◆ **TEXTO SELECCIONADO**:
--------

Fuimos hacia las sillas dispuestas en corro y observé: muchas mujeres, menos de cuatro hombres, un par de chicas jóvenes, un bebé. El bebé era la nieta de la que coordinaba el club, ni el bebé ni la madre participaban en el club, pero mi hija pequeña estuvo muy entretenida haciendo carantoñas al bebé en cuanto se dio cuenta de que estaba. Hubo un poco de barullo con las sillas porque uno de los señores no escuchaba bien y tenía que ponerse cerca de la coordinadora del club. Al cambiarse de silla vi que el señor llevaba plegado el bastón blanco.
La que coordinaba fue muy amable, hizo una presentación breve y dejó algunas pistas de lo que iba a venir que yo no supe leer. Pasó el turno de palabra a la persona que estaba a su derecha, iba a ser una rueda. El primero explicó que no había podido leer el libro porque no les había dado tiempo a pasarlo a braille a los de la ONCE, pero me dijo que la bibliotecaria de la ONCE tenía un hijo que vivía en Garrapinillos y que coincidía con alguno de mis hermanos. El otro señor tampoco había podido leerse el libro pero sabía dónde estaba Garrapinillos. Fueron pasando: no les había dado tiempo, lo habían encargado en una librería, etc. La primera que sí había leído el libro me dijo que ella también había llevado a sus hijos al colegio. La siguiente esperaba su turno con los brazos cruzados. Mal no se lee, empezó.
No te voy a decir que se lee mal porque me lo empecé a la tarde y al día siguiente ya casi que me lo había acabado. Pues cuentas lo que te pasa… Pues sí, llevas a los niños al cole, como todas…
A usted le gustan libros con trama, pregunté.
Me gustan los libros con enjundia, dijo ella, y el tuyo pues me parece que no tiene, pues eso cuentas tu vida.

--------

◆ **TAREA**:
Prosigue el relato sobre el club de lectura a partir de su última frase.

Datos guardados:
--------

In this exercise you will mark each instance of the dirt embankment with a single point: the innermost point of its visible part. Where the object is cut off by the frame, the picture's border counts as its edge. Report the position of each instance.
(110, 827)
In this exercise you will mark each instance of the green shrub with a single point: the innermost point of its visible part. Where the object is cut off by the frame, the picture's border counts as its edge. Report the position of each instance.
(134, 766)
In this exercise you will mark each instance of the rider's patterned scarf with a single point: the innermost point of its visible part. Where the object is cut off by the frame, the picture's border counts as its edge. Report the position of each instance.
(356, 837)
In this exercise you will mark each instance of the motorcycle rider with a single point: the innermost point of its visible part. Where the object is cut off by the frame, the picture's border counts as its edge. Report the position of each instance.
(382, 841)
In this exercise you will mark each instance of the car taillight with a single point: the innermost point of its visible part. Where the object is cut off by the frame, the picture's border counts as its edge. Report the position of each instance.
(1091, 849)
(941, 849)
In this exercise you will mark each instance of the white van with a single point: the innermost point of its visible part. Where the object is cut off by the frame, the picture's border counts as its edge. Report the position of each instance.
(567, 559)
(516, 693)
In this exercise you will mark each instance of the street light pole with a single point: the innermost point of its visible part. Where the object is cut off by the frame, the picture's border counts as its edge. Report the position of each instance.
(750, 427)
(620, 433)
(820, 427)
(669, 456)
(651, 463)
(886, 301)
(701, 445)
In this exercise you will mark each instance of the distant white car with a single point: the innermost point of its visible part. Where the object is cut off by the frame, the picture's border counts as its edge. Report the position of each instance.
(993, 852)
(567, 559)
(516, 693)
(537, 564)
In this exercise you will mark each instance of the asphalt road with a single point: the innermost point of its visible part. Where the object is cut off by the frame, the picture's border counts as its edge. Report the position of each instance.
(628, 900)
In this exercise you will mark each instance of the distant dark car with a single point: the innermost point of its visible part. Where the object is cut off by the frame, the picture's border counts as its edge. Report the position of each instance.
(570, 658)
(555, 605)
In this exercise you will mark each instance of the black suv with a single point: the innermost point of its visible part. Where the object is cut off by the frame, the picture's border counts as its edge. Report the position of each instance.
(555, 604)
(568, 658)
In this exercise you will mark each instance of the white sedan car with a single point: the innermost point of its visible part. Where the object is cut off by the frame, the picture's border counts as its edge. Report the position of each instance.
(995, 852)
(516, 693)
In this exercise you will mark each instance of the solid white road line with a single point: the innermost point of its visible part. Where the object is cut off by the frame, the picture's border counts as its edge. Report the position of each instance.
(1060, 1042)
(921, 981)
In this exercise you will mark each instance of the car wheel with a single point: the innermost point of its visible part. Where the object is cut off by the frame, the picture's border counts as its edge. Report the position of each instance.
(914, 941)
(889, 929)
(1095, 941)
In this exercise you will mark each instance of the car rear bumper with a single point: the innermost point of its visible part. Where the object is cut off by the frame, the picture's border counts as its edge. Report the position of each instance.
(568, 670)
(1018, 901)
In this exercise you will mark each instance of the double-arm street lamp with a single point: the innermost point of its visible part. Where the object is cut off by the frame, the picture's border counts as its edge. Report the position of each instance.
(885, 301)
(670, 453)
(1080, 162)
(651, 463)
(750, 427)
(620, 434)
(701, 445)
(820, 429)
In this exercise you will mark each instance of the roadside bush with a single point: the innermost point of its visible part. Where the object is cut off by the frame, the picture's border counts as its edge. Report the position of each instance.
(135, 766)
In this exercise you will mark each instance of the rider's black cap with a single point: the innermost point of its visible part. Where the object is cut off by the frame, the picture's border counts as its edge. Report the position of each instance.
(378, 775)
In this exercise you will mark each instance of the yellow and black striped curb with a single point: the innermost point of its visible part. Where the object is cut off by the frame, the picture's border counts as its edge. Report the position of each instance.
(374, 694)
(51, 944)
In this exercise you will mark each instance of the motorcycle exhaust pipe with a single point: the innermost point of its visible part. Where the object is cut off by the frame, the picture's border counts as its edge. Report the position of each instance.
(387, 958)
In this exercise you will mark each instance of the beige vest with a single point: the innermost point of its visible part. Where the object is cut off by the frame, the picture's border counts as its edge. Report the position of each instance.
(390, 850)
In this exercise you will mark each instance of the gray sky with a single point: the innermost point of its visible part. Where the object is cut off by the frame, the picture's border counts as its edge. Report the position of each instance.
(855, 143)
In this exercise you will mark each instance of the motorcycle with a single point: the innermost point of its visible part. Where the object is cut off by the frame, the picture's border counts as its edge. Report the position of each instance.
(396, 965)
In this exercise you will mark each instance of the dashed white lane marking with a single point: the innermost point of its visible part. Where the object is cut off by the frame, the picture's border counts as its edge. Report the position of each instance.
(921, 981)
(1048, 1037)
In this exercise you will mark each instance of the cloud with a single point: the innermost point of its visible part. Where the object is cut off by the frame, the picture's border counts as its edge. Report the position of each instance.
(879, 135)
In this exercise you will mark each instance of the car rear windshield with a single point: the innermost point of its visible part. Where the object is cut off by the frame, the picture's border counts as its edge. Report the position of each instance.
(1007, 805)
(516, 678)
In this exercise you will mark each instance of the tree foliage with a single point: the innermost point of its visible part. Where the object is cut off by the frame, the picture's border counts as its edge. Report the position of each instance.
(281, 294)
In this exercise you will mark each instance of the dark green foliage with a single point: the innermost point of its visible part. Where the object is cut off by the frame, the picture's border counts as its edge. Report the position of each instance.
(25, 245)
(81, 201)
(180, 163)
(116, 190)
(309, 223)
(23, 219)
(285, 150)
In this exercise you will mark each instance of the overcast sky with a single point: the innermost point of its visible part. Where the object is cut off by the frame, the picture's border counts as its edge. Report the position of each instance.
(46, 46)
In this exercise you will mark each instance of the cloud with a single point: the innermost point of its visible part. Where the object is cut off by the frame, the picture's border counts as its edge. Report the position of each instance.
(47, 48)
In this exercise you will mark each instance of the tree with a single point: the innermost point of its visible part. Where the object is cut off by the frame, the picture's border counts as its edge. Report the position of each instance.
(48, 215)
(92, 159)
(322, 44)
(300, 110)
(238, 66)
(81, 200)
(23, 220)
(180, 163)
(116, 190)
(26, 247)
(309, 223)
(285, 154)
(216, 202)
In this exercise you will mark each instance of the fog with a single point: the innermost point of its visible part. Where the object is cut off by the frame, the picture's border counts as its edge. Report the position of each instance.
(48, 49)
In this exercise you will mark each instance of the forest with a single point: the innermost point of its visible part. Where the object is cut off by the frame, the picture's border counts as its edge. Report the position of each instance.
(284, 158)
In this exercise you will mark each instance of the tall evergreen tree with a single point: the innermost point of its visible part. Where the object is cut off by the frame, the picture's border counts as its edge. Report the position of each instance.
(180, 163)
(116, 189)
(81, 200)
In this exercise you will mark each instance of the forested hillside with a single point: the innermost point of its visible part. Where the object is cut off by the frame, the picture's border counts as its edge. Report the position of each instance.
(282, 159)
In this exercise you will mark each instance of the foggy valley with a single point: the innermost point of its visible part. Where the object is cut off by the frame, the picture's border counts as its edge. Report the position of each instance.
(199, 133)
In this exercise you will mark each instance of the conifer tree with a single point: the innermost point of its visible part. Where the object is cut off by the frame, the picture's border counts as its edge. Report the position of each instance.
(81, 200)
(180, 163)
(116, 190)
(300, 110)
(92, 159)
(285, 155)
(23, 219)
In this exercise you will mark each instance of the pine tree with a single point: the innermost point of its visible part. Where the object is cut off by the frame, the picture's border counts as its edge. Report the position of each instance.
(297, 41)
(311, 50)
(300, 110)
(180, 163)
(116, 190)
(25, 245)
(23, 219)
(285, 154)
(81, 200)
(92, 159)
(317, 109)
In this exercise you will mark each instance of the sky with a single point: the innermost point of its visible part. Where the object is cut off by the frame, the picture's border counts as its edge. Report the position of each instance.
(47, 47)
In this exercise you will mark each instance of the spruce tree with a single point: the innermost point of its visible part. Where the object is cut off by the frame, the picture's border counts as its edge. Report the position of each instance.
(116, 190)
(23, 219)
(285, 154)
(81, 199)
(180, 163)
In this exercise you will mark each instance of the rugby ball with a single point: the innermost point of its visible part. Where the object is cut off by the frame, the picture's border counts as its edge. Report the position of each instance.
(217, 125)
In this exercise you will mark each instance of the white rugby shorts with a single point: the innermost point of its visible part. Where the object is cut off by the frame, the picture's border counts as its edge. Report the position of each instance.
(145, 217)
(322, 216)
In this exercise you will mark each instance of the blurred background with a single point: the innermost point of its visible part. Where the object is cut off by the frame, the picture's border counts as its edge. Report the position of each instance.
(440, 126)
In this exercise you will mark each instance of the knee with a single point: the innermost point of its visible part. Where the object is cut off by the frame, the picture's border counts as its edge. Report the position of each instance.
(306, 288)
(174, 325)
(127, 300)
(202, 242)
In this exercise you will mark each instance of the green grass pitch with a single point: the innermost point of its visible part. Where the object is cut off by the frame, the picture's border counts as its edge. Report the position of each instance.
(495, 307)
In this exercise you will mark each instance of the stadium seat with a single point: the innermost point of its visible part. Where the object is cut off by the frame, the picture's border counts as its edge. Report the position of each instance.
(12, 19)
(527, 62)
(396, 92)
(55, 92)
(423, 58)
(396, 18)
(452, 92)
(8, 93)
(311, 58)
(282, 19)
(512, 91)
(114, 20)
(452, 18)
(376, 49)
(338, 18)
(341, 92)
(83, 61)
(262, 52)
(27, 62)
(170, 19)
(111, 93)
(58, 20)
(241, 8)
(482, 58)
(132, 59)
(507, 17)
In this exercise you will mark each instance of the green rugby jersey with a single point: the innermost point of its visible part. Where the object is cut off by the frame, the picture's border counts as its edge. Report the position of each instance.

--------

◆ **TU RESPUESTA**:
Me alegré de llevar puestas mis gafas de sol y de que mi madre me hubiera enseñado el truco de su profesora de pilates: sonrisa de clavícula. A su lado había una chica sonriente que dijo que en realidad ella había ido al taller de escritura creativa; está detrás de la cafetería, le indiqué, pero que se iba a quedar y que además iba a comprar el libro. Me habría gustado darle un abrazo. Mi hijo mediano me chupaba el brazo para llamar mi atención y yo hacía como que no me daba cuenta. Apareció mi hermano con mi hija mayor y pensé que estaba salvada, se quedaría con los niños mientras yo seguía recibiendo impresiones de lectores reales. EJEM. Mi hermano, sonriente y musculoso, tenía que irse. Te dejo con tus fans, dijo. Entonces la cosa empezó a mejorar: una señora de pelo corto dijo cosas bonitas del libro, había disfrutado de la lectura, le habían hecho gracia los chistes, decía que era difícil conseguir esa apariencia de sencillez. Pero, dijo, tengo que decirte una cosa: hay un bajón, y te voy a decir dónde está, porque lo tengo marcado. El bajón abarcaba unas cuantas páginas.
Mis hijas estaban con el bebé, al mediano se le había medio pasado el enfado y estaba intentando subirse a un árbol. Vi a mi madre a lo lejos. Traía la manicura recién hecha y se acercaba con calma, como si no existiera el mal en el mundo. Empezaron a acercarse a que les firmara el libro. La señora que pensaba que a mi libro le faltaba enjundia me lo tendió y me dijo anda, fírmamelo. Con todo mi cariño, empecé.